DIRECTIONS: Every entry that appears below is to be output exactly.
"""
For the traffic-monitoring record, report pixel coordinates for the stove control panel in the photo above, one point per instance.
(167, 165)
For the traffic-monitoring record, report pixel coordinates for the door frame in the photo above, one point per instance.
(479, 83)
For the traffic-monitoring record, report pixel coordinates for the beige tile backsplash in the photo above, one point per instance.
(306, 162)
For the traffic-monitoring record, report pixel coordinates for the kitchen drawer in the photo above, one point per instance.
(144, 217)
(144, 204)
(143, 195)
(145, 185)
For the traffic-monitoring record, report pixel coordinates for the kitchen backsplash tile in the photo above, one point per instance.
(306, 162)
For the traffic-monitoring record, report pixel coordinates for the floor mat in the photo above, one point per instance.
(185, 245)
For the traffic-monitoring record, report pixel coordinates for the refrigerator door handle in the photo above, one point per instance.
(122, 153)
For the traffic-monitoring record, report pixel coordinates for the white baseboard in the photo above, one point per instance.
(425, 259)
"""
YOUR SOLUTION:
For the traffic-monitoring record, report pixel coordinates for the stove control panel in the photo above, one point per instance.
(167, 165)
For the traffic-monitoring record, report pixel coordinates for the door frame in the photo above, one point per instance.
(479, 83)
For the traffic-monitoring record, report pixel coordinates for the beige tile backsplash in the photo above, one point per instance.
(306, 162)
For the traffic-monitoring record, report pixel coordinates for the kitchen drawer in the photo above, one point per instance.
(144, 217)
(144, 204)
(143, 195)
(145, 185)
For the traffic-monitoring record, report pixel coordinates for the kitchen backsplash tile in the photo above, one point per instance.
(306, 162)
For the traffic-monitoring record, report pixel coordinates for the floor mat in the photo above, one point per instance.
(185, 245)
For the traffic-monitoring record, report pixel coordinates for the refrigerator door handle in the photo above, one point per instance.
(122, 153)
For the traffic-monitoring record, report pixel coordinates for the white baseboard in the photo above, one point per instance.
(425, 259)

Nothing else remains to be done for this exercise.